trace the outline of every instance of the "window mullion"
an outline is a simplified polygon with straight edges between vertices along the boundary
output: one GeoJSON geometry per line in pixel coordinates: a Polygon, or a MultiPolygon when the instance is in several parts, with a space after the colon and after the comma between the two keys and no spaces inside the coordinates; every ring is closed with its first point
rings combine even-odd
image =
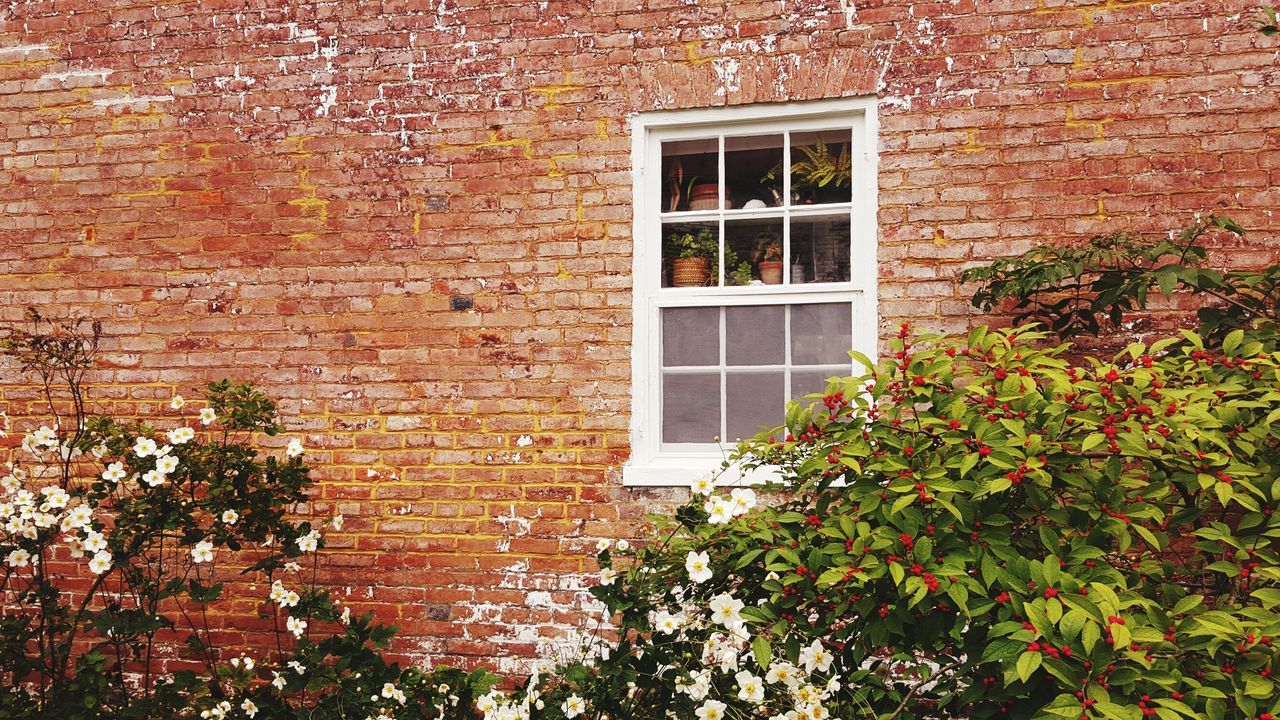
{"type": "Polygon", "coordinates": [[[726,330],[727,318],[725,317],[725,308],[720,306],[720,442],[724,442],[728,435],[729,429],[729,401],[726,393],[728,393],[729,378],[726,372],[728,350],[725,347],[725,339],[728,336],[726,330]]]}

◇ ◇ ◇ ◇ ◇ ◇ ◇

**YOUR OBJECTIVE:**
Reproduce the preceding material exactly, skipping pictures.

**RESPONSE:**
trace the outline of every instance of the "window mullion"
an outline is a simplified polygon with straight edges between vertices along the boundary
output: one GeoJSON geometry per line in pixel coordinates: a Polygon, or a MultiPolygon when the instance is in several parts, with a space after the colon and after the comma between the two keys and no spaces inside the coordinates; every ring is closed with its first point
rings combine even-odd
image =
{"type": "Polygon", "coordinates": [[[726,330],[727,318],[725,317],[725,308],[720,306],[720,442],[724,442],[728,435],[729,429],[729,401],[726,393],[728,393],[729,378],[726,372],[728,350],[725,347],[725,339],[728,336],[726,330]]]}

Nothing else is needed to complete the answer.